Required work =>
Return each line of the material verbatim.

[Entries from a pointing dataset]
☆ ☆ ☆ ☆ ☆ ☆ ☆

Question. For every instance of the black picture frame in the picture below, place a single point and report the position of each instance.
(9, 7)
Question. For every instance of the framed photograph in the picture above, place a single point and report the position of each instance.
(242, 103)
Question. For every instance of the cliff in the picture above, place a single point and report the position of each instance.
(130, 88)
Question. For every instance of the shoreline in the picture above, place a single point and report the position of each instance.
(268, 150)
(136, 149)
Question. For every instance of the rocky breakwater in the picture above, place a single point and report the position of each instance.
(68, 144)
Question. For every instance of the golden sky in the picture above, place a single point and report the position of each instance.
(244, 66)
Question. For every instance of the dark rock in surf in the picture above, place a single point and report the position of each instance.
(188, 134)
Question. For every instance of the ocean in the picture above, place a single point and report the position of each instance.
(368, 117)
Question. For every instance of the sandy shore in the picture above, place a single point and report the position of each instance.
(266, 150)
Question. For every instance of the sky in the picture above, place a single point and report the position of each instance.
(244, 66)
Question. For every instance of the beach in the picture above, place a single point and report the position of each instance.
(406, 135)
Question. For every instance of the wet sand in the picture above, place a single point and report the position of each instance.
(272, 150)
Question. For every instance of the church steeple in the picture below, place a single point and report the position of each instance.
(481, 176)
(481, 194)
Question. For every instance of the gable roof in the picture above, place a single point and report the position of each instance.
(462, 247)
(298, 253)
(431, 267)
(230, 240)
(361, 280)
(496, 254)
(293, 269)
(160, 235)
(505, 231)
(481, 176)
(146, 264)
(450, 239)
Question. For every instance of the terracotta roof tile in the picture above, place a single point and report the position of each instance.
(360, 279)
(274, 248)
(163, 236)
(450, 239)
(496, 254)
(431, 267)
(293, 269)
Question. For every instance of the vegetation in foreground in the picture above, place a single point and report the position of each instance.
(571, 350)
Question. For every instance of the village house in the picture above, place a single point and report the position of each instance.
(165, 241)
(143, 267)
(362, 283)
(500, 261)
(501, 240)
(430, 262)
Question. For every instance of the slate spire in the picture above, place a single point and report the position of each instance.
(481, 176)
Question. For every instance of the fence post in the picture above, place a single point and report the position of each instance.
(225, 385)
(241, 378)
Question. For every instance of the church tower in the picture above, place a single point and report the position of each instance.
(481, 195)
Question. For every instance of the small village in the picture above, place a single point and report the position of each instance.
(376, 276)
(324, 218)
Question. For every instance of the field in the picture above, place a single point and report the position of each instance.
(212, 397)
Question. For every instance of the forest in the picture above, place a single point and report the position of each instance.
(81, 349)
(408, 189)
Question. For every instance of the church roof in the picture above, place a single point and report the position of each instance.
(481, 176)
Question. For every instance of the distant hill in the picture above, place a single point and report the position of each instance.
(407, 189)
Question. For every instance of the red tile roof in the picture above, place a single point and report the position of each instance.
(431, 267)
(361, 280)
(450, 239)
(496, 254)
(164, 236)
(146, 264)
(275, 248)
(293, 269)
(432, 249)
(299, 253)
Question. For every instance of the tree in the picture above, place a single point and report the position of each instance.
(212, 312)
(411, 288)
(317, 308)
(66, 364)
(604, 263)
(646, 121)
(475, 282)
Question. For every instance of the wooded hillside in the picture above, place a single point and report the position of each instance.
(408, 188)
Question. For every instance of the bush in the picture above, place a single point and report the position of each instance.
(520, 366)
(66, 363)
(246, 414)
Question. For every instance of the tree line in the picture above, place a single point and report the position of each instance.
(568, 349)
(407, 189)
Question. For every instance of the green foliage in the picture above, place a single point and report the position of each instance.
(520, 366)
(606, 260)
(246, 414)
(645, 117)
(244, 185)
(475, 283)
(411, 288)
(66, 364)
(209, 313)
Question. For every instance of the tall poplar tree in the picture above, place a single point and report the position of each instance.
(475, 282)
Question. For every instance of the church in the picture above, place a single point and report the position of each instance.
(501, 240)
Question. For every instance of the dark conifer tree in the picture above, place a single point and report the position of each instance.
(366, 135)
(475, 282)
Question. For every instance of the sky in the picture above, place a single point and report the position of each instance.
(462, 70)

☆ ☆ ☆ ☆ ☆ ☆ ☆

The response =>
Question. For every instance of the black picture frame in the picture below, place a single point and report the position of each instance.
(9, 7)
Question. For every instance of the framed photograph in the picture above, place a single point and report the position of each instance.
(242, 103)
Question. For every instance of the cliff in the picture above, place a single point and report the position of each instance.
(130, 88)
Question. For every instance of the shoreline in the picture above, place a single point and report the position of each instance.
(268, 150)
(136, 149)
Question. For every instance of the rocky breakwater in the picture above, place a single point and report the position of each instance.
(68, 144)
Question. For every instance of the golden sky in the picture above, place a single point and report the position of each instance.
(244, 66)
Question. For every instance of the dark rock in surf in the picture above, place a single point and report the position of each instance.
(188, 134)
Question. For every instance of the ocean in the picture above, place a single point and report the position of each instance.
(368, 117)
Question. For every instance of the sandy shore in the picture above, place a single point and report the position of each instance.
(266, 150)
Question. For every instance of the sky in the picture above, place a single point and report the position of each instance.
(244, 66)
Question. For every instance of the beach in the picture above, place a single point and report the position of each instance.
(406, 135)
Question. For every instance of the wet sand in the picture above, place a single point and report the position of each instance.
(272, 150)
Question. For every instance of the church steeple in the picture below, place a single point and report the position of each instance.
(481, 176)
(481, 194)
Question. For every instance of the gable roof in the picture above, place a single point and report the position of each instance.
(462, 247)
(298, 253)
(431, 267)
(230, 240)
(361, 280)
(496, 254)
(293, 269)
(160, 235)
(505, 231)
(481, 176)
(146, 264)
(450, 239)
Question. For every instance of the terracotta roof tile in the picture above, place a single point and report the position of each instance.
(360, 279)
(274, 248)
(163, 236)
(450, 239)
(496, 254)
(431, 267)
(293, 269)
Question. For every instance of the vegetation in foreground in the picture above, place a single point and report the position of each instance.
(571, 350)
Question. For every instance of the village house in the picture above, place a single point and report the position of each instance.
(165, 241)
(143, 267)
(362, 283)
(500, 261)
(501, 240)
(430, 262)
Question. For every instance of the slate spire in the picture above, place a single point and report the position of each instance.
(481, 176)
Question. For every instance of the fence post in the picture above, place a single point and report the position of each instance.
(225, 385)
(241, 378)
Question. For every instance of the church tower in the picture above, place a single point and report the position of each instance.
(481, 195)
Question. For every instance of the small village in the picture above, place a single point and report the position of each instance.
(376, 276)
(324, 218)
Question. For every instance of the field in the picture above, place a single point and report the position of each instance.
(212, 397)
Question. For every instance of the forest in the picture above, place a single point and report the position of each instance.
(81, 349)
(408, 189)
Question. For every instance of the church roof in the picture above, place a single point and report the position of each instance.
(481, 176)
Question. For every instance of the distant hill in the picture above, place a single point and report the position of each instance.
(407, 189)
Question. For every instance of the red tile roof in the picture above, place a single point and report the position of each instance.
(431, 267)
(361, 280)
(450, 239)
(496, 254)
(164, 236)
(146, 264)
(275, 248)
(293, 269)
(432, 249)
(299, 253)
Question. For every instance of the tree in the picture above, place a single point and report the position of each instance.
(212, 312)
(411, 288)
(317, 308)
(66, 364)
(604, 263)
(646, 121)
(475, 282)
Question. For every instance of the wooded hillside in the picture above, place a single point and report the position of each instance.
(408, 188)
Question. For every instance of the bush in the picture above, place a single point and report the position of each instance.
(520, 366)
(66, 363)
(246, 414)
Question. For every instance of the tree line in the picture above, place a single point and report the position of each instance.
(568, 349)
(407, 189)
Question. For every instance of the green foliage in the picture above, place a single point and report the position of each instance.
(520, 366)
(606, 260)
(246, 414)
(645, 117)
(244, 185)
(475, 283)
(411, 288)
(66, 364)
(209, 313)
Question. For every instance of the tall poplar tree in the picture above, place a single point and report the position of each instance.
(475, 282)
Question. For every instance of the church in the picture above, place a single point and report the position of each instance.
(501, 240)
Question. For every instance of the dark conifer tree in the picture above, place a single point and report the position of each instance.
(366, 135)
(475, 282)
Question. For every instance of the sky in the picture above, place a single point and report the position of each instance.
(462, 70)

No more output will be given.